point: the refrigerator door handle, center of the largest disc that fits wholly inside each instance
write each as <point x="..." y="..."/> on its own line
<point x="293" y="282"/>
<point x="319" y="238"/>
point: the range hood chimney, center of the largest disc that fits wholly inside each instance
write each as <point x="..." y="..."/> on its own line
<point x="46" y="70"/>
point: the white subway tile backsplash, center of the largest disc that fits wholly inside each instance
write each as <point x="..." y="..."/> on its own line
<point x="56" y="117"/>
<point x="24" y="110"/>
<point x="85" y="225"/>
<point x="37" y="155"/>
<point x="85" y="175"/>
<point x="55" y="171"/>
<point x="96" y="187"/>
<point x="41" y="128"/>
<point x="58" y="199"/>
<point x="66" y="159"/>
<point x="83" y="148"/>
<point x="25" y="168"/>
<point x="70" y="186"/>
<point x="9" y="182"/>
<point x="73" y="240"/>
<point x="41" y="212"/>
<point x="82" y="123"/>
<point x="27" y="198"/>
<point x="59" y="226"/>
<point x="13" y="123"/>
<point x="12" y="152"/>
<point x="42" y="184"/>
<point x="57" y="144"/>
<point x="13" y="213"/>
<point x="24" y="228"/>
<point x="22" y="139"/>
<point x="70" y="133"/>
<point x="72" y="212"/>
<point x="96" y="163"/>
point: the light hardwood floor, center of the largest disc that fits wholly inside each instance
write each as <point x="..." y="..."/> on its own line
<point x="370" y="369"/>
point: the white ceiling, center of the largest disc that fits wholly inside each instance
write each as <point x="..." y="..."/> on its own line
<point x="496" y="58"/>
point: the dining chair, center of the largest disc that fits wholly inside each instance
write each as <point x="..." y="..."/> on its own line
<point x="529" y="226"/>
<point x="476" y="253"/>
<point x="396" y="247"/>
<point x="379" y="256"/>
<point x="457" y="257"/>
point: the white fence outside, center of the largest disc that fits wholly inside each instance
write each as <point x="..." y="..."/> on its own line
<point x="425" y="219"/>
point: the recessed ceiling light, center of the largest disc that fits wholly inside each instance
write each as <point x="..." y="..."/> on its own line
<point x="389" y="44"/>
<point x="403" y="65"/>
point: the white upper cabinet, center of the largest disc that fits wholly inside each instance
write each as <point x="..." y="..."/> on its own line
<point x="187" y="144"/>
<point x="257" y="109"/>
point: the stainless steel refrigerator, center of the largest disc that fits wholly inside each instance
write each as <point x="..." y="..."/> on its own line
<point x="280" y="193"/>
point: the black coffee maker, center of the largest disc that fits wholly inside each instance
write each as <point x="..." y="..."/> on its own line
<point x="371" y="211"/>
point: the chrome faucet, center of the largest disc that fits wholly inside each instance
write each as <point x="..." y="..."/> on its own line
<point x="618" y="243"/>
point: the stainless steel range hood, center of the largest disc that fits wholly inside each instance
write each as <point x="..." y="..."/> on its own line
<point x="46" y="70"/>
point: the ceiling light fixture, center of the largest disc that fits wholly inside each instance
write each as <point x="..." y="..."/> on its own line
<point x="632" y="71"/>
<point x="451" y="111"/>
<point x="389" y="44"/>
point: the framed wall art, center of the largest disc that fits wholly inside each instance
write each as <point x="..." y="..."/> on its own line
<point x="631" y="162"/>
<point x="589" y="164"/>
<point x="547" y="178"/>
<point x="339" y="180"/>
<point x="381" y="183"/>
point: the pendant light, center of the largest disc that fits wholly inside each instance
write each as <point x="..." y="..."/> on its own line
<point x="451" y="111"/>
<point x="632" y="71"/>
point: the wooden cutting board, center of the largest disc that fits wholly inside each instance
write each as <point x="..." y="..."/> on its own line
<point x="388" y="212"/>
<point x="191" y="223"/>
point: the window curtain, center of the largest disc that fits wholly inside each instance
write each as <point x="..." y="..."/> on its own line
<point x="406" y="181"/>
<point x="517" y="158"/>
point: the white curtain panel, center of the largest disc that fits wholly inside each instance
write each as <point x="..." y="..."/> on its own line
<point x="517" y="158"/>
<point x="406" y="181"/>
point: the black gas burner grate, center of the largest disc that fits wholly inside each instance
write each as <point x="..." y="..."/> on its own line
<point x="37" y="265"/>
================================
Retype all of the entries precisely as they are.

point: the refrigerator door handle, center of the largest disc that fits wholly inside each instance
write each as <point x="..." y="..."/> on its own line
<point x="293" y="282"/>
<point x="319" y="238"/>
point: the range hood chimney, center of the largest disc that fits wholly inside each instance
write each as <point x="..." y="..."/> on its own line
<point x="46" y="70"/>
point: the white subway tile backsplash, center of the largest disc that fits wholly inside each instance
write each as <point x="..." y="..."/> on its own line
<point x="56" y="117"/>
<point x="24" y="110"/>
<point x="85" y="225"/>
<point x="37" y="155"/>
<point x="85" y="175"/>
<point x="55" y="171"/>
<point x="96" y="187"/>
<point x="41" y="128"/>
<point x="58" y="199"/>
<point x="66" y="159"/>
<point x="83" y="148"/>
<point x="25" y="168"/>
<point x="70" y="186"/>
<point x="9" y="182"/>
<point x="73" y="240"/>
<point x="41" y="212"/>
<point x="82" y="123"/>
<point x="27" y="198"/>
<point x="59" y="226"/>
<point x="13" y="123"/>
<point x="12" y="152"/>
<point x="42" y="184"/>
<point x="57" y="144"/>
<point x="13" y="213"/>
<point x="24" y="228"/>
<point x="22" y="139"/>
<point x="70" y="133"/>
<point x="72" y="212"/>
<point x="96" y="163"/>
point: the light hardwood floor, center of the largest disc that fits wholly inside each instance
write each as <point x="..." y="..."/> on its own line
<point x="370" y="369"/>
point: the white ceiling, center of the largest disc that fits wholly inside each instance
write each as <point x="..." y="..."/> on its own line
<point x="496" y="58"/>
point: the dining chair, center of the largest disc that fits wholly inside each instance
write each as <point x="..." y="..."/> on its own line
<point x="529" y="226"/>
<point x="476" y="253"/>
<point x="396" y="247"/>
<point x="379" y="256"/>
<point x="457" y="257"/>
point: the white fence outside, center of the largest disc that fits wholly inside each instance
write each as <point x="..." y="..."/> on its own line
<point x="425" y="219"/>
point: the recessed ceiling light, center of the largest disc that fits wholly inside each instance
write each as <point x="..." y="..."/> on its own line
<point x="389" y="44"/>
<point x="403" y="65"/>
point: the white upper cabinet, center of the largest disc that fits wholly inside each instance
write each as <point x="..." y="..."/> on its own line
<point x="187" y="144"/>
<point x="257" y="109"/>
point: the stainless steel refrigerator, center of the largest disc that fits wholly inside each instance
write each as <point x="..." y="..."/> on its own line
<point x="280" y="193"/>
point: the black coffee maker, center of the largest disc that fits wholly inside each instance
write each as <point x="..." y="..."/> on its own line
<point x="371" y="211"/>
point: the chrome faucet, center of the largest disc that fits wholly inside each instance
write each as <point x="..." y="..."/> on its own line
<point x="618" y="243"/>
point: the stainless steel range hood, center of the largest disc that fits wholly inside each instance
write each as <point x="..." y="..."/> on its own line
<point x="46" y="70"/>
point: the ceiling light fixture, center of the largest disc that fits wholly inside each instance
write each as <point x="..." y="..."/> on its own line
<point x="632" y="71"/>
<point x="451" y="111"/>
<point x="389" y="44"/>
point: the framed wall art, center of the largest disc that fits wholly inside each instance
write each as <point x="..." y="..."/> on its own line
<point x="631" y="162"/>
<point x="589" y="164"/>
<point x="547" y="178"/>
<point x="339" y="180"/>
<point x="381" y="183"/>
point: the pendant light, center of the largest disc that fits wholly inside each instance
write each as <point x="..." y="..."/> on its own line
<point x="451" y="111"/>
<point x="632" y="71"/>
point: the wooden cutting board, center of the largest disc that fits wholly inside each instance
write each as <point x="..." y="..."/> on its own line
<point x="388" y="212"/>
<point x="191" y="223"/>
point: the window curtain, center of the largest disc that fits wholly inside each instance
write each as <point x="..." y="..."/> on its own line
<point x="406" y="181"/>
<point x="517" y="158"/>
point: the white curtain panel, center of the largest disc that fits wholly inside each instance
write each as <point x="..." y="..."/> on its own line
<point x="517" y="158"/>
<point x="406" y="181"/>
point: the black gas burner grate, center of the largest disc that fits wholly inside each instance
write each as <point x="..." y="..."/> on its own line
<point x="37" y="265"/>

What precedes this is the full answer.